WORK TO BE COMPLETED:
Give all of the records again precisely, excluding whatever pictures they contain.

[[ INPUT DATA open ]]

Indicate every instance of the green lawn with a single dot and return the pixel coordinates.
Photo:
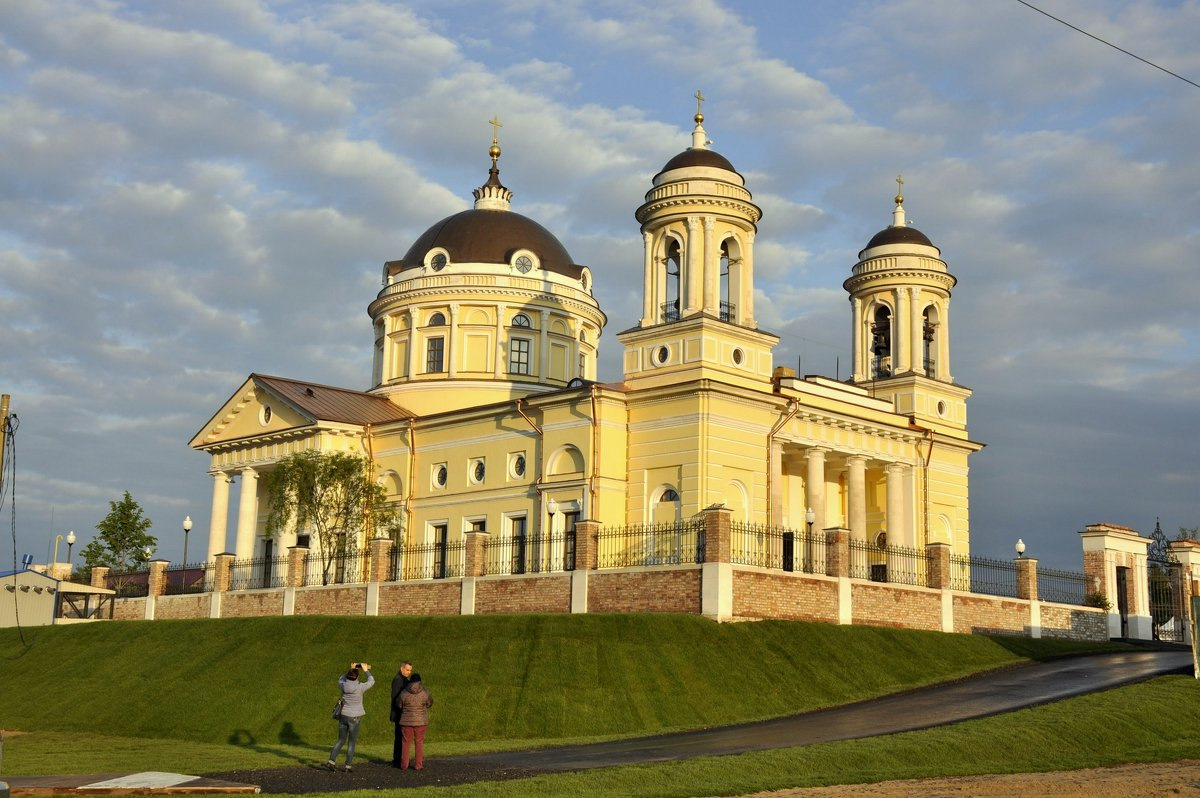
(215, 695)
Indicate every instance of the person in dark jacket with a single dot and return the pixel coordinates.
(414, 717)
(397, 685)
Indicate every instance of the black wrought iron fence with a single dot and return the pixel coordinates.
(983, 575)
(778, 547)
(888, 563)
(531, 553)
(657, 544)
(187, 579)
(1065, 587)
(435, 561)
(258, 573)
(346, 567)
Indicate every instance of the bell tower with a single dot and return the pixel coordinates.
(699, 227)
(900, 301)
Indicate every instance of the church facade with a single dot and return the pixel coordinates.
(486, 413)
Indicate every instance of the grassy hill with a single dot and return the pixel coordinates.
(498, 682)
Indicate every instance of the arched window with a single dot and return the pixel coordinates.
(881, 342)
(671, 306)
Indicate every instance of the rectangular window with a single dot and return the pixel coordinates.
(519, 545)
(439, 551)
(519, 355)
(433, 355)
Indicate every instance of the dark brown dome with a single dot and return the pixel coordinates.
(491, 237)
(699, 157)
(903, 234)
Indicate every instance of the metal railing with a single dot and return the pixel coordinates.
(893, 564)
(657, 544)
(529, 553)
(258, 573)
(436, 561)
(778, 547)
(982, 575)
(1065, 587)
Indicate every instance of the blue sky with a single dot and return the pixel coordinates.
(192, 192)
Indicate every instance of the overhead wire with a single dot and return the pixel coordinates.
(1163, 69)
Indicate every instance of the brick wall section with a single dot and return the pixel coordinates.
(717, 535)
(645, 591)
(838, 552)
(529, 594)
(129, 609)
(253, 604)
(892, 605)
(587, 549)
(773, 594)
(1066, 622)
(473, 555)
(193, 605)
(343, 600)
(939, 558)
(1027, 579)
(436, 598)
(975, 615)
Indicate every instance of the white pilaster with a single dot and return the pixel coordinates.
(219, 517)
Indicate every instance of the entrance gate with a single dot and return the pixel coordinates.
(1168, 600)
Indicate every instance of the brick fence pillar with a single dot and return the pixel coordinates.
(222, 573)
(717, 534)
(381, 558)
(474, 556)
(1026, 579)
(156, 581)
(838, 551)
(587, 545)
(298, 564)
(939, 558)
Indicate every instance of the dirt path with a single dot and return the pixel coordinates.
(1128, 781)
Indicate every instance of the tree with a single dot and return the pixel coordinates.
(123, 544)
(330, 493)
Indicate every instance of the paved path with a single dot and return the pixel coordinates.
(1025, 685)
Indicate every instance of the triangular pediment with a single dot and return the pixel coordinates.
(253, 411)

[[ INPUT DATA closed ]]

REPLY:
Indicate every instance of the green lawn with a single dot and return the pixel coordinates.
Photo:
(215, 695)
Indicate every instance of the person in dark jacket with a single dot and return the pixel coordinates.
(414, 717)
(397, 685)
Indicate every instance of the black wrought iron fence with a single dot and return the pixel coordinates.
(983, 575)
(778, 547)
(888, 563)
(531, 553)
(657, 544)
(187, 579)
(1065, 587)
(435, 561)
(258, 573)
(346, 567)
Indicate every instance of the bell tower with a single dot and return the pixel coordinates.
(699, 227)
(900, 301)
Indicate every instance of the church facade with a single dot and return the pixel coordinates.
(486, 413)
Indicate every instance of the grassy hill with a single dot and return the pixel coordinates.
(498, 682)
Indicate every instance of the arched window with a single dot and return the pixel coordinates.
(881, 342)
(671, 306)
Indicate every instance of the rectangular window with a single dot and return the pixel coordinates.
(519, 545)
(439, 551)
(519, 355)
(433, 355)
Indicate every instance of the dark brown dome with a single dot and return the pixel coordinates.
(491, 237)
(699, 157)
(903, 234)
Indicate every instance of the metal railing with a single dot and return the pixel coordinates.
(893, 564)
(657, 544)
(529, 553)
(258, 573)
(436, 561)
(778, 547)
(982, 575)
(1065, 587)
Indicate every instance of the blue sky with a single dot and return the pixel coordinates.
(192, 192)
Indicate every instance of the overhead wire with a single dot and return the pixel coordinates.
(1163, 69)
Indicate every instance of the brick wall section with a single dot and return the pixel coordinates.
(717, 535)
(645, 591)
(838, 552)
(529, 594)
(129, 609)
(253, 604)
(892, 605)
(587, 549)
(773, 594)
(1066, 622)
(473, 555)
(193, 605)
(343, 600)
(939, 558)
(1027, 579)
(436, 598)
(975, 615)
Indicate every instance of the white pilaster with a single dot and return the pixel coordinates.
(219, 517)
Indicate every instance of the entrance gate with a single dot and return the pixel coordinates.
(1168, 600)
Indicate every instance of the brick fence pillar with a single dot and return the pixel coordinates.
(222, 573)
(717, 534)
(381, 558)
(474, 556)
(1026, 579)
(156, 581)
(838, 551)
(587, 545)
(298, 564)
(939, 558)
Indicate every instance of the dirt path with a single dot and return the pixel coordinates.
(1128, 781)
Indicate every instance of the tree with a single dot and return the pixel coordinates.
(123, 544)
(330, 493)
Indicate every instance of the paved path with a single dot and return the pixel coordinates.
(1025, 685)
Indicate every instance of the triangular pediment with a single dot and return the pixel coordinates.
(253, 411)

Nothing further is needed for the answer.